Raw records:
----------
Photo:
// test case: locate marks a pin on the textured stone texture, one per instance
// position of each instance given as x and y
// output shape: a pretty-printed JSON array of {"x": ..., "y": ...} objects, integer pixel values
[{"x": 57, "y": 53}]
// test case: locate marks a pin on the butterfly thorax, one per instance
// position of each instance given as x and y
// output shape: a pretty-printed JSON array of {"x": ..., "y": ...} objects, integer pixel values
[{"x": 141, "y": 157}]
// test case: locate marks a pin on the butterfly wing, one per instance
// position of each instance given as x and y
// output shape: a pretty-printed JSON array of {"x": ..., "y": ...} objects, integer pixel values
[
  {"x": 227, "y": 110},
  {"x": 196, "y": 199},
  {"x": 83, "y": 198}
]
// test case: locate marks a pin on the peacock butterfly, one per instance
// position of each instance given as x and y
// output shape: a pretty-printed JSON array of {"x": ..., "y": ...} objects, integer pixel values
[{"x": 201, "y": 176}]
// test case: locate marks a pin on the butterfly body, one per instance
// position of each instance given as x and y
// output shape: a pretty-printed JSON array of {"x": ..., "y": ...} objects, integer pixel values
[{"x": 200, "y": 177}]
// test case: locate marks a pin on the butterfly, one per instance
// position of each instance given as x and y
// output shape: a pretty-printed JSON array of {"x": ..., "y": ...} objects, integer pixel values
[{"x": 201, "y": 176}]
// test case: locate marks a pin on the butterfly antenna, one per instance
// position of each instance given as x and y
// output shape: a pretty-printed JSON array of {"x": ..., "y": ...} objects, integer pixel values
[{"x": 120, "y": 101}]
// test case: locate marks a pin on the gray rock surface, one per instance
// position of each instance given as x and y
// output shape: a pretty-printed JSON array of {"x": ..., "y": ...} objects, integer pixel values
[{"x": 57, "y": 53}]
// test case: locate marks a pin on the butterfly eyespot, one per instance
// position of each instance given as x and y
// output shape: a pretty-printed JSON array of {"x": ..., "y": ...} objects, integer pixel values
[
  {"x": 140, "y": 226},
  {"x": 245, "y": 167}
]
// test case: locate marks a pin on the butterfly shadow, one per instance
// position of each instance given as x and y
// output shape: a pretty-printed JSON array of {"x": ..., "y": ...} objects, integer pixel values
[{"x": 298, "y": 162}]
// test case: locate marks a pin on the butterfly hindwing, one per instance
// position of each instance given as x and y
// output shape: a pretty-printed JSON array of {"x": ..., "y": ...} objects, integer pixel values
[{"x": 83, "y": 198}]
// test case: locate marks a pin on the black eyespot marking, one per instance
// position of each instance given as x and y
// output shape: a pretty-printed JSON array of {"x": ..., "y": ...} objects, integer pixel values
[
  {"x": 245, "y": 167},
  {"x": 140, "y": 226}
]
----------
WORK INSTRUCTIONS: Every line of the records above needs to be given again exactly.

TASK RESPONSE:
Photo:
// test case: locate marks a pin on the textured stone texture, one per instance
// position of each instance given as x and y
// output shape: a pretty-printed JSON array of {"x": ..., "y": ...} objects, integer pixel values
[{"x": 57, "y": 53}]
// test case: locate marks a pin on the butterfly thorax, one per instance
// position of each instance given as x and y
// output shape: a pretty-printed JSON array of {"x": ..., "y": ...} objects, integer pixel values
[{"x": 141, "y": 157}]
// test case: locate marks a pin on the butterfly wing, one per instance
// position of each instance given as x and y
// output shape: a pretty-printed JSON array of {"x": ..., "y": ...} objects, integer pixel values
[
  {"x": 227, "y": 110},
  {"x": 196, "y": 199},
  {"x": 83, "y": 198}
]
// test case: locate marks a pin on the peacock butterfly, one per instance
// position of each instance given as x and y
// output shape: a pretty-printed JSON array of {"x": ..., "y": ...} objects, integer pixel values
[{"x": 201, "y": 176}]
// test case: locate marks a pin on the butterfly body, one per instance
// position of each instance given as x and y
// output shape: a pretty-printed JSON array of {"x": ..., "y": ...} objects, integer pixel values
[{"x": 200, "y": 177}]
// test case: locate marks a pin on the butterfly, one per instance
// position of each instance given as x and y
// output shape: a pretty-printed JSON array of {"x": ..., "y": ...} objects, integer pixel values
[{"x": 201, "y": 176}]
// test case: locate marks a pin on the butterfly antenna, one per instance
// position of each instance given as x and y
// output shape: a pretty-printed JSON array of {"x": ..., "y": ...} objects, integer pixel values
[{"x": 120, "y": 101}]
// test case: locate marks a pin on the gray rock surface, one per instance
// position of each instance given as x and y
// output shape: a pretty-printed JSON array of {"x": ..., "y": ...} objects, integer pixel values
[{"x": 57, "y": 53}]
// test case: locate marks a pin on the butterfly eyespot, one per instance
// position of each instance given as x and y
// output shape: a pretty-printed JSON array of {"x": ..., "y": ...} objects, integer pixel values
[
  {"x": 140, "y": 226},
  {"x": 245, "y": 167}
]
// test case: locate marks a pin on the butterfly shadow, one per instance
// position of each instance given as x and y
// output shape: a pretty-printed JSON array of {"x": ..., "y": ...} objects, integer pixel values
[{"x": 298, "y": 162}]
// test case: locate marks a pin on the butterfly hindwing, one per instance
// position of each instance given as x and y
// output shape: a pretty-printed JSON array of {"x": ..., "y": ...} objects, integer pixel values
[{"x": 83, "y": 198}]
// test case: locate marks a pin on the black eyespot marking, one per instance
// position of each instance given as x and y
// output shape: a pretty-printed JSON array of {"x": ..., "y": ...} objects, integer pixel values
[
  {"x": 245, "y": 167},
  {"x": 140, "y": 226}
]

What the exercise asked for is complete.